Sure. I see everyone talking shit and no one doing it.


So you see what everyone is doing? What about those who have adopted a monastic lifestyle in a Buddhist tradition - how do you know that they are not 'doing it'?


Quote:

In any case, if humans are sick and he had the cure, then the cure is a dud.


This is an over-simplification. Though I don't know personally (and I can't imagine you do either), there may be many who have followed the noble eightfold path and found liberation from suffering. It wasn't a prescription for all of humanity's woes, but an individual self-examination which led to ideas about the nature of mind and suffering. Those ideas were meant to be questioned by those who came upon them; many ideas and techniques may have been institutionalized in various Buddhist sects with their true meanings changed or lost, but you can't throw out the whole system of thought because of that. I've heard that many Buddhist monks have a childlike, playful air about them and wouldn't be surprised to learn that on average they enjoy a very high quality of life.

* [Required actions]
1. In the discussion of Buddhism, what path does the reply say many may have followed to find liberation from suffering?
2. Decide whether each statement agrees with the discussion of Buddhism, and back each yes or no with the words that settle it. (a) The reply says the writer personally knows people who found liberation. (b) The reply says some ideas and techniques may have had their true meanings changed or lost in Buddhist sects. (c) The reply calls the teaching a prescription for all of humanity's woes.
3. Pick up the discussion of Buddhism after its last sentence and continue it.
The rows come from a separate source and have no connection to the discussion of Buddhism.

* [Material supplied]
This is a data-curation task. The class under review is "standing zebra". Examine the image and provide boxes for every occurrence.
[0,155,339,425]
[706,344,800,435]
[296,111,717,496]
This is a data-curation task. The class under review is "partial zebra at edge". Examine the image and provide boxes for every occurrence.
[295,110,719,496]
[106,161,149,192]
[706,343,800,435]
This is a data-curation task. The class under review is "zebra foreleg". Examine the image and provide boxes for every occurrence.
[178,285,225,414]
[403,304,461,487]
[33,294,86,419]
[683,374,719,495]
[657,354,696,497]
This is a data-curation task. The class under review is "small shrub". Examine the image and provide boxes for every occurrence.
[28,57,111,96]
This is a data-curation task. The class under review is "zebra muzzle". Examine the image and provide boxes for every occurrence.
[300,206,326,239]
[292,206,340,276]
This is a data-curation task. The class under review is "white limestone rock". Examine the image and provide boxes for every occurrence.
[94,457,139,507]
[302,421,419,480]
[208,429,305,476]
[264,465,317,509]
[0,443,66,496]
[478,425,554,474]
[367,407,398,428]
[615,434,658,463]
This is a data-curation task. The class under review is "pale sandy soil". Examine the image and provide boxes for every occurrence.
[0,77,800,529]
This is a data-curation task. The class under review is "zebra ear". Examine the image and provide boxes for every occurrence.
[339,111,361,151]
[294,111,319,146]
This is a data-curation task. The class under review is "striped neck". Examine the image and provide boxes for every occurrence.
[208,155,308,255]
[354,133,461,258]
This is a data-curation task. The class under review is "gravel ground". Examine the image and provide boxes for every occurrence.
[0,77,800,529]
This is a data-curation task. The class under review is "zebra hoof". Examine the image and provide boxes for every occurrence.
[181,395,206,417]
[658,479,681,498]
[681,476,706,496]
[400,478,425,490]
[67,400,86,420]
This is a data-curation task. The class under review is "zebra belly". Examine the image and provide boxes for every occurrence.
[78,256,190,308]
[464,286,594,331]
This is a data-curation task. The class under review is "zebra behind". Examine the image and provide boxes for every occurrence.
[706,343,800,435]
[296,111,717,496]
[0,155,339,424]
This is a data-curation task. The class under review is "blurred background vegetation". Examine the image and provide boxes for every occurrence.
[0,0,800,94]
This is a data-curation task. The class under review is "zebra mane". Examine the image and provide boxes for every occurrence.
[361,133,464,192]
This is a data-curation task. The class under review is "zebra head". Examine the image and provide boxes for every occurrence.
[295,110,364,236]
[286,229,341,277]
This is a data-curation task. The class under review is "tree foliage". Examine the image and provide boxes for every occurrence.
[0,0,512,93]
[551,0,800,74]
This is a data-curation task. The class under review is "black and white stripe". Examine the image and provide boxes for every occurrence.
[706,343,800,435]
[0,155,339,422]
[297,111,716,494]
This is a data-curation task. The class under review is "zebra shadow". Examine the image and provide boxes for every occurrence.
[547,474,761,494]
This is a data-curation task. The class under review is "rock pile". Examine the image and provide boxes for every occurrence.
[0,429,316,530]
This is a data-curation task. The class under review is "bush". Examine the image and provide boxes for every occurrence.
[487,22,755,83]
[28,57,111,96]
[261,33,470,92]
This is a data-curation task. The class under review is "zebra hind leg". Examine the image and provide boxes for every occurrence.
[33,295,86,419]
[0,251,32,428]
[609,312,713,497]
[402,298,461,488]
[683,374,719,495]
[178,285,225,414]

* [Your responses]
1. The noble eightfold path.

2.
(a) No: "Though I don't know personally (and I can't imagine you do either)"
(b) Yes: "many ideas and techniques may have been institutionalized in various Buddhist sects with their true meanings changed or lost"
(c) No: "It wasn't a prescription for all of humanity's woes"

3.
Quote:

Then it must be considered that this guy never wrote anything down...his disciples told us what we SHOULD think. It is a load of organized authoritarian dogma.


I have come upon some Buddhist writing which seems to suggest there is a way one should think and act, but most Buddhist practice is less dogmatic than you suggest. And how is Buddhism in any way "authoritarian"?


--------------------
“Strengthened by contemplation and study,
I will not fear my passions like a coward.
My body I will give to pleasures,
to diversions that I’ve dreamed of,
to the most daring erotic desires,
to the lustful impulses of my blood, without
any fear at all, for whenever I will—
and I will have the will, strengthened
as I’ll be with contemplation and study—
at the crucial moments I’ll recover
my spirit as was before: ascetic.”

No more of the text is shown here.